_Texte à lire_.
++++++++
Couverture du journal du 20/04/2024 Le nouveau magazine

Territoires et entreprises : ces agences qui mènent la danse

Si la Nouvelle-Aquitaine affiche un dynamisme insolent avec 84 864 créations d’entreprise en 2021, la situation est disparate sur le territoire. Pour survivre, certains territoires doivent redoubler d’attractivité, supportés par un réseau d’acteurs dans lequel l’entrepreneur trouve sa place. L’écosystème se tisse alors sur un canevas fait de technopoles, d’accélérateurs, de parcs et de pépinières d’entreprises, d’accélérateurs, d’incubateurs ou de fablabs.

vincent maymo entreprise

Vincent MAYMO professeur des universités, IAE Bordeaux © Atelier Gallien

D’aucuns voient dans notre beau territoire les souvenirs enfantins des sorties qui berçaient notre jeunesse et nous font rêver encore aujourd’hui : les vignes, la forêt, les coteaux, le temps du temps, la mer et plus loin la montagne. Au fil des ans, le territoire a connu des mutations, des révolutions parfois, les uns sont venus, les autres sont partis, et l’on peine à reconnaitre en lui les traits que l’on avait aimés il y a quelques années. Car notre Sud-Ouest s’est révélé, s’est affirmé. Il connaît aujourd’hui plusieurs visages entre une façade bordelaise irisant la France de sa vivacité chatoyante, une façade maritime aimée des touristes petits et grands et des campagnes verdoyantes où s’activent les tracteurs aux côtés des chasseurs et des amoureux de la nature. Et derrière ces images d’Épinal décrites à la va-vite se trame une réalité que l’on ne saurait cacher.

LA RECETTE DU SUD-OUEST

Certes avec une croissance démographique soutenue par un des taux d’accueil des plus forts de France, un développement continu de l’activité économique renforcé par des conditions d’accueil remarquables pour les entreprises, un dynamisme des habitants tirés par des secteurs porteurs et des entrepreneurs investis, la recette du Sud-Ouest est prometteuse. Mais notre belle région connaît ses secrets, ses paradoxes, une complexité insoupçonnée et des dilemmes dont nous ne pouvons que nous faire l’écho.
++++++++
_Votre objectif_.
Rédigez la suite de l'article sur les territoires et les entreprises du Sud-Ouest, en reprenant juste après sa dernière phrase.
++++++++
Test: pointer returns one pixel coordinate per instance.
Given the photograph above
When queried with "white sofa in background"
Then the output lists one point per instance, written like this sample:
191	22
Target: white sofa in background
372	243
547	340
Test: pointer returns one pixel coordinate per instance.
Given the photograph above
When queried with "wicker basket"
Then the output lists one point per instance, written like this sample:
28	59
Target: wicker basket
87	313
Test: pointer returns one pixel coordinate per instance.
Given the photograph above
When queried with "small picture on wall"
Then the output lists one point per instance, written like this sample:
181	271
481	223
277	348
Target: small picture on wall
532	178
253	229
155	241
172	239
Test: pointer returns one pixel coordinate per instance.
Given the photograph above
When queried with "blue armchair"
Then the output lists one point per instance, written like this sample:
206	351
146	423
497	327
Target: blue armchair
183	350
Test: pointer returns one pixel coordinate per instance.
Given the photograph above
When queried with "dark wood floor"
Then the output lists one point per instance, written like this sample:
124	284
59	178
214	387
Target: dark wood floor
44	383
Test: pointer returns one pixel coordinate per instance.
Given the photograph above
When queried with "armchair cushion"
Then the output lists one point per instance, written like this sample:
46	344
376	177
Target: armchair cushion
++++++++
_Votre réponse_.
Un territoire vit par les Hommes qui y créent du lien, se rencontrent, s’apprivoisent et s’engagent pour que la folie d’une idée projetée sur le zinc d’un bistro se fasse jour et enrichisse le monde. Aujourd’hui, certains recoins de ce « paradis » peinent à se retrouver dans le développement à marche forcée auquel il les a soumis. Si les déserts humains accueillent bien des aviateurs perdus, c’est pour le moins le rêve auquel un Saint-Exupéry nous invite à croire, ils souffrent aussi de la solitude. Un territoire c’est avant tout des Hommes et les liens qu’ils nouent dans un environnement fait de géographie, de culture et d’histoire.

3E RÉGION LA PLUS PEUPLÉE DE FRANCE

La Nouvelle-Aquitaine est la troisième région la plus peuplée de France avec 6,03 millions d’habitants en 2020 et 2 365 000 emplois dont près des deux tiers salariés. Elle est aussi une des plus dynamiques avec 563 000 établissements et 84 864 créations d’entreprise en 2021. « Notre territoire néoaquitain connait une grande richesse par l’hétérogénéité des modèles qui le composent. Il a aussi largement investi de nombreux secteurs où il s’est taillé la part belle au fil du temps », nous rappelle William Ballue, d’Invest In Bordeaux. L’excellent « Profil économique Bordeaux et Gironde » édité chaque année par l’agence qu’il dirige est la bible de ceux qui souhaitent en découvrir les principaux traits économiques. On y retrouve notamment pour sa mouture 2023 les faits stylisés résumés en quelques pages : une pépite !

VIN ET TOURISME

S’il n’est pas possible de dresser dans cette tribune un inventaire exhaustif des joyaux de notre belle région, on peut néanmoins rappeler qu’elle s’illustre notamment dans le secteur viticole, l’Aquitaine étant la première région mondiale de production de vins d’appellation ; dans le tourisme où la Gironde pour ne citer qu’elle est le premier département de séjour après Paris en 2021. On évoquera aussi la pole position de la Nouvelle-Aquitaine dans l’agroalimentaire, à la fois sur le plan qualitatif par le nombre de labels et sur le plan quantitatif en étant le premier secteur régional exportateur. Toujours au titre des métiers historiques, le massif forestier landais, consolidé au dix-neuvième siècle à l’initiative de Nicolas Brémontier, contribue à classer notre région en première position au plan national.

« RÉGÉNÉRATION ÉCONOMIQUE »

Or ces secteurs se distinguent nous le précise Wiliam Ballue « par une orientation développement durable à chaque fois conçue comme un pivot stratégique permettant de passer d’un modèle de développement économique à un modèle de régénération économique ». En phase avec les objectifs de développement durable de l’Onu, la région Nouvelle-Aquitaine ambitionne en effet d’être la première région écoresponsable de France en s’appuyant sur son écosystème d’entreprises et ses innovations. Cette ambition se prolonge alors dans les secteurs innovants, initiateurs d’un renouvellement de grande ampleur, dans lesquels elle a également investi.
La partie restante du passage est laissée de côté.